SUPPLIED MATERIAL:

——

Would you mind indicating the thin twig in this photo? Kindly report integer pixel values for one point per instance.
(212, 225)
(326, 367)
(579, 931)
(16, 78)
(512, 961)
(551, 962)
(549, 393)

——

REQUIRED TASK:
Pull out each line in the data above that contains the string "photo". Case counts.

OUTPUT:
Would you mind indicating the thin twig in this photo? Kindly report integer pixel values for one point per instance.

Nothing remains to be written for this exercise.